**Exercises to complete**
1. In the January Thoughts post, print the passage that runs from "I have been" to "houses newly photographed.".
2. Translate this sentence from the January Thoughts post into Spanish: "The melting of the snow has left all the fields around Cambridge very wet and the Cam fairly high."
3. Extend the January Thoughts post about Cambridge and the author's projects, starting right after its final sentence.

**Provided passage**
-- start --
Category Archives: Architecture

January Thoughts

Cambridge looks pretty good in the snow, but the pavements get alarmingly icy after a while. But it is curious how attractive it makes everything look, different cleaner, more unified. The melting of the snow has left all the fields around Cambridge very wet and the Cam fairly high.

I have been working on my forthcoming book The English Country House Drawing Room, which I am enjoying hugely, tracing the elusive origins of this important room type in inventories and other sources; the book will also include a selection of important drawing rooms in English country houses newly photographed.

Another project took me to the research department of the Imperial War Museum reading the correspondence of a first war officer Lt Col Herbert Trevor, who wrote regular letters home to his parents, Sir Francis and Lady Trevor, I am looking for the references to his home, but am immensely moved by the evidence of a life of full of action, promise and a sense of courage, dreadfully wasted when he is killed in 1917.
-- end --
(Pointing dataset records)
-- start --
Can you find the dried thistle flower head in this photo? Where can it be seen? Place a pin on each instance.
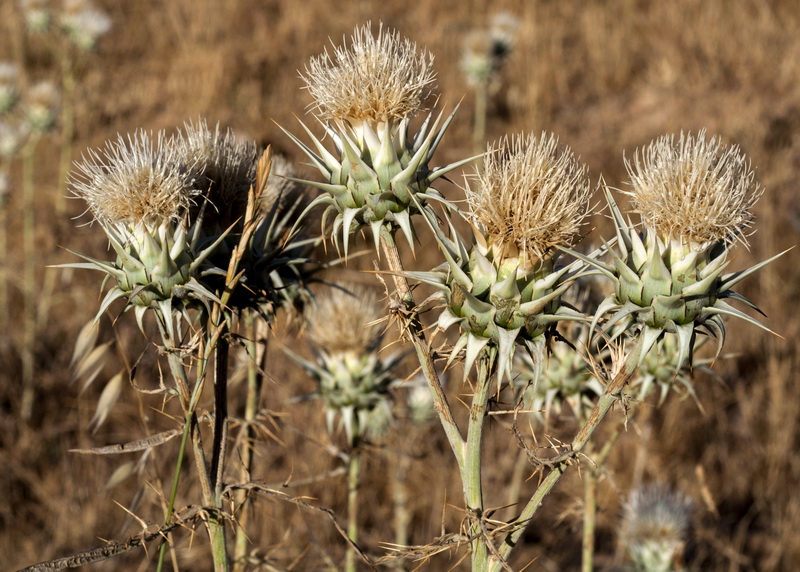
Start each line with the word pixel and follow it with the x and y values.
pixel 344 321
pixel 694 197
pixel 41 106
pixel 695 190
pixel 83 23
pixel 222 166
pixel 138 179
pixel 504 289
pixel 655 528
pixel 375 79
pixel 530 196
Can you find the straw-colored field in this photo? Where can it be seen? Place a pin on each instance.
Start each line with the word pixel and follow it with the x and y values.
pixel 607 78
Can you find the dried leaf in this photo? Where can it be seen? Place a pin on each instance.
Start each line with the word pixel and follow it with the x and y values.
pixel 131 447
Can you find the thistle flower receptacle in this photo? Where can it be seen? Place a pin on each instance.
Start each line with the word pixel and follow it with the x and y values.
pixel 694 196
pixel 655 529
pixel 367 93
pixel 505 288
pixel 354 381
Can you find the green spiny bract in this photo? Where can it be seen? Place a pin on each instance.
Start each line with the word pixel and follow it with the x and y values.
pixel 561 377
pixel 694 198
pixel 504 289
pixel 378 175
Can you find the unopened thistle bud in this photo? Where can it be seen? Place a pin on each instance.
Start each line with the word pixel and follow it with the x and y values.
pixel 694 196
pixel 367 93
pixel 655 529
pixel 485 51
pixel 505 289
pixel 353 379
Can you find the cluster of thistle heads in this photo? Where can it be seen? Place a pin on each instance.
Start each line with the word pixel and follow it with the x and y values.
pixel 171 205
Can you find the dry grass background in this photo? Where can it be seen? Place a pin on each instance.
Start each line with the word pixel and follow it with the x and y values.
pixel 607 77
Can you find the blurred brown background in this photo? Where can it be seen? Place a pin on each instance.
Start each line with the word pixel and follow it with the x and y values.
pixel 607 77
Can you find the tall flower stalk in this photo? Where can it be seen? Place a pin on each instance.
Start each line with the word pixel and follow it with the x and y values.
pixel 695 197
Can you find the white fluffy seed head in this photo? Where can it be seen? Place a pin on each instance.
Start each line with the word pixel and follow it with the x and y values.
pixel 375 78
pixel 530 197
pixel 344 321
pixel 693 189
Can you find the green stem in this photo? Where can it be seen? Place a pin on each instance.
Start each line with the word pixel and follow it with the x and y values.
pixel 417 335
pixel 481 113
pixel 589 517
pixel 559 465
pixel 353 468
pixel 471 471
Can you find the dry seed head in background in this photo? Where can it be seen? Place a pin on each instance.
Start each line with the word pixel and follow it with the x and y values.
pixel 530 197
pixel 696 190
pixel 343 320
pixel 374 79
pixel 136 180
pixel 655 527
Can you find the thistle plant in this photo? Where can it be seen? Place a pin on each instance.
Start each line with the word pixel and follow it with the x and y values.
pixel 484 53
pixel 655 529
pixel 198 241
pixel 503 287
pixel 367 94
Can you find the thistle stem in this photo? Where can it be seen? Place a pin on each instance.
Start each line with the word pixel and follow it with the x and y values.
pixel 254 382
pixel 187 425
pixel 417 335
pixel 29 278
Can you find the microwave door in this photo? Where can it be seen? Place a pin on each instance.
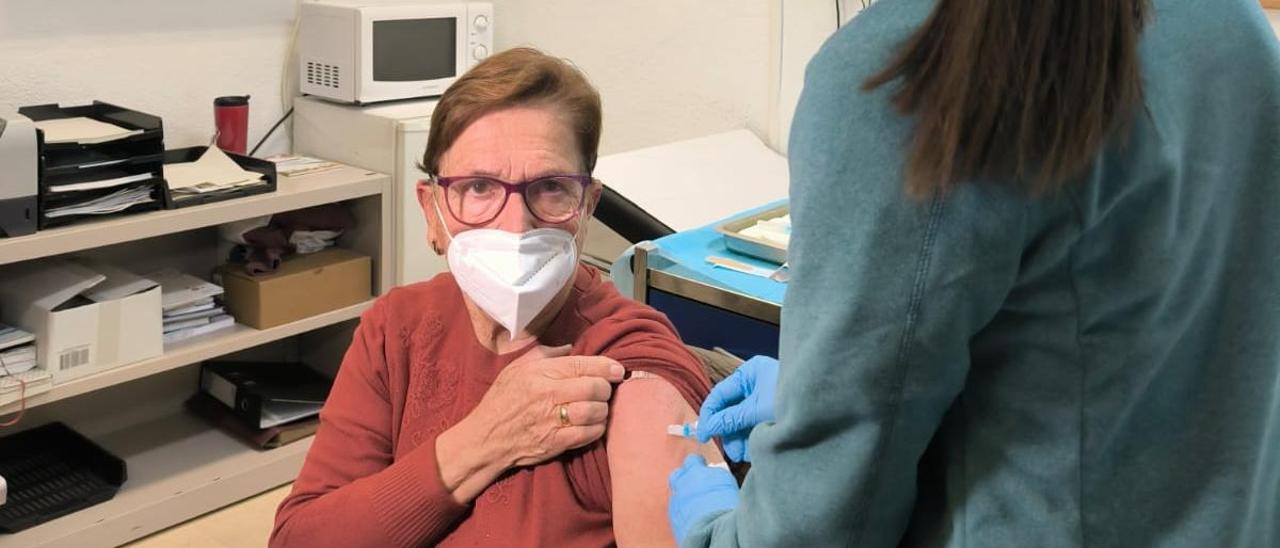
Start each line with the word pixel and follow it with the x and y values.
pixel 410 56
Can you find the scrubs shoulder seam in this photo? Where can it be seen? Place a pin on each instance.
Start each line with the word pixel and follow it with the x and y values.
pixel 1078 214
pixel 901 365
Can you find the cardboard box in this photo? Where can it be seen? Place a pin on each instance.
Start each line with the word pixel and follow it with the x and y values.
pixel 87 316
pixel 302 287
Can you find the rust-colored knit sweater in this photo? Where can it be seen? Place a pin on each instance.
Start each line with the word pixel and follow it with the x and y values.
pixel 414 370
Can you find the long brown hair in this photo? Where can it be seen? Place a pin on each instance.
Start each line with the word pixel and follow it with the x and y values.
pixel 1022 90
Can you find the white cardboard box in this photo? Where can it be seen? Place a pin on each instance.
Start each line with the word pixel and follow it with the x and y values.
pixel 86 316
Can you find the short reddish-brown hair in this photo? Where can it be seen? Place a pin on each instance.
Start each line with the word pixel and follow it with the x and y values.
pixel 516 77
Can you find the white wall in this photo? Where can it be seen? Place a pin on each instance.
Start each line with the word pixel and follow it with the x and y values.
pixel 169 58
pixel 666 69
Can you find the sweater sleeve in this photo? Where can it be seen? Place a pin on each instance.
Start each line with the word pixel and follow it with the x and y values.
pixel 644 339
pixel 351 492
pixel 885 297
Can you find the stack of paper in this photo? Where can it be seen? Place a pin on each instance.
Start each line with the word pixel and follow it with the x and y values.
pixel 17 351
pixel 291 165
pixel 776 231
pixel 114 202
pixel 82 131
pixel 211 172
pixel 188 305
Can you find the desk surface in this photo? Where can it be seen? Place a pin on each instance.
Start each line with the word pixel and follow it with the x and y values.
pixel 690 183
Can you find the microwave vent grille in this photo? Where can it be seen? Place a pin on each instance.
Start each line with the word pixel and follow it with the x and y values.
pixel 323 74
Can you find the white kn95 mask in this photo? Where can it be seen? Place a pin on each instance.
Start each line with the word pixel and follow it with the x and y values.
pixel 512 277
-- end --
**Answers per task**
1.
I have been working on my forthcoming book The English Country House Drawing Room, which I am enjoying hugely, tracing the elusive origins of this important room type in inventories and other sources; the book will also include a selection of important drawing rooms in English country houses newly photographed.

2. El deshielo ha dejado muy mojados todos los campos de los alrededores de Cambridge y el Cam bastante crecido.

3.
One of the threads I followed was the story of the horses he took out from Oxfordshire, and whose health and condition are frequently referred to until they were both killed by the same shell. His parents send out two dogs, who find life at the front quite hard, but are useful ratters. One is smuggled out in a general’s kit bag; much care is taken in trying to get the dogs home.

The handwriting gets increasingly looser as the young officer becomes more and more tired by endless trench warfare, and then a last note to his parents, I am well; then the notice of his death in action. What a terrible waste it all seems nearly a hundred years later. There is something very personal about the letters; it is a privilege to read them. I feel humbled.

Best Play: saw Chekhov’s Uncle Vanya at the Vaudeville with Sam West and Anna Friel, hugely enjoyed.

Recent articles: The Liberal Use of Colour: the history of the National Liberal Club and Anyone for Drinks in the Library, both in Country Life magazine.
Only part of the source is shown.